Pregunto: “¿No es la misión de L’Arche celebrar los dones de las personas con discapacidades intelectuales?”
“Oh, sí”, me dicen. “Pero también se trata de los dones que traes aquí”.
Las revelaciones de estos dones me asombran. Mi frenético doble y triple control de mi papeleo: un don para la administración; mi horneado compulsivo cada vez que alguien viene: un don para la hospitalidad; mi continua necesidad de pedir a la gente que se repita para poder entender lo que dijo, cultivada a lo largo de toda mi vida con una discapacidad auditiva: un don para escuchar.
L’Arche me da un espacio para transformar lo que considero un don o una discapacidad. Esta cultura en la que vivimos valora la capacidad: la productividad, la competencia, la calificación del rendimiento, los ingresos, la voluntad de ignorar las limitaciones humanas. En comunidad con personas que nunca cumplirán ese tipo de expectativas, L’Arche me ofrece la opción de salirme también. En el momento en que lo hago, lo que considero valioso cambia. Los dones antes ignorados se vuelven brillantemente evidentes, y valoramos lo que nos atrae a una unión sincera, en lugar de lo que nos hace avanzar individualmente. Podría ser una obra de arte a todo color de la Natividad, o de un jugador de los Atlanta Falcons; canciones cantadas desde el corazón; charla basura en la cancha de baloncesto; o una conversación íntima que saca a la luz las preguntas más vulnerables de nuestras mentes. Mi percepción de mis propias discapacidades cambia: la reticencia a pedir ayuda, el juicio y la obstinada independencia me impiden la vida en comunidad. Mientras tanto, la aceptación incondicional, el cuidado y la apertura de cada miembro central permiten a todos vivir como son en esta comunidad.
◇ ◇ ◇ ◇ ◇ ◇ ◇
**Qué hacer:**
1. En el texto sobre L'Arche, ¿qué don se descubre en el horneado compulsivo de quien narra?
2. Anota todo lo que, según el texto sobre L'Arche, valora la cultura en la que vivimos.
3. Sigue escribiendo el texto sobre L'Arche a partir de su última oración.
Las líneas que vienen a continuación son un material aparte, sin relación con el texto sobre L'Arche.

**Extracto de datos:**
◇ ◇ ◇ ◇ ◇ ◇ ◇
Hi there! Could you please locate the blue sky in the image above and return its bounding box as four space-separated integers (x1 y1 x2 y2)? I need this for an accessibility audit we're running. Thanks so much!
◇ ◇ ◇ ◇ ◇ ◇ ◇
**Resultados:**
1. Un don para la hospitalidad.

2.
- La productividad
- La competencia
- La calificación del rendimiento
- Los ingresos
- La voluntad de ignorar las limitaciones humanas

3.
Soy alguien que se identifica fuera del binario de género femenino/masculino, y que utiliza pronombres no genéricos en consecuencia (ze/zir o they/them, en lugar de he/him y she/her). El hecho de que sea queer fue reconocido abiertamente desde el primer correo electrónico que recibí de L’Arche, y cada persona lo ha acogido como un regalo, la primera vez que alguien lo ha hecho. Cada miembro central ha aceptado mi identidad sin preguntas ni dificultades. Rara vez he experimentado este tipo de aceptación radical. Me siento increíblemente seguro/a e increíblemente vulnerable. Mientras cocino, limpio o conduzco, las personas a las que supuestamente sirvo me ofrecen el regalo del respeto y el reconocimiento de toda mi identidad, de maneras que el mundo exterior a menudo no logra hacer. Anhelo la facilidad que nuestros miembros centrales me han mostrado, para poder compartirla con los demás.
Me cuesta contar esto, sabiendo que estoy narrando solo un lado de la relación; no puedo hablar por los miembros centrales de L’Arche, pero tampoco ellos hablarían como yo en este medio. Solo los conocerías visitándolos, hablando, tomándote tu tiempo y pasando tiempo con ellos. Solo puedo decir: Ven y mira.
Mi vida como joven Quaker, creciendo en los Meetings de Chicago, estuvo impregnada de una sensación de amor que me rodeaba mientras me asentaba en el silencio. En L’Arche puedo asentarme en esa misma sensación, incluso cuando el lenguaje del silencio cambia. Nuestras oraciones son ruidosas, o desordenadas, o implican bailar, o hay una vela que se pasa, o se lanza pintura sobre el papel, o son un abrazo torpe en medio de un pasillo. Pero el amor permanece.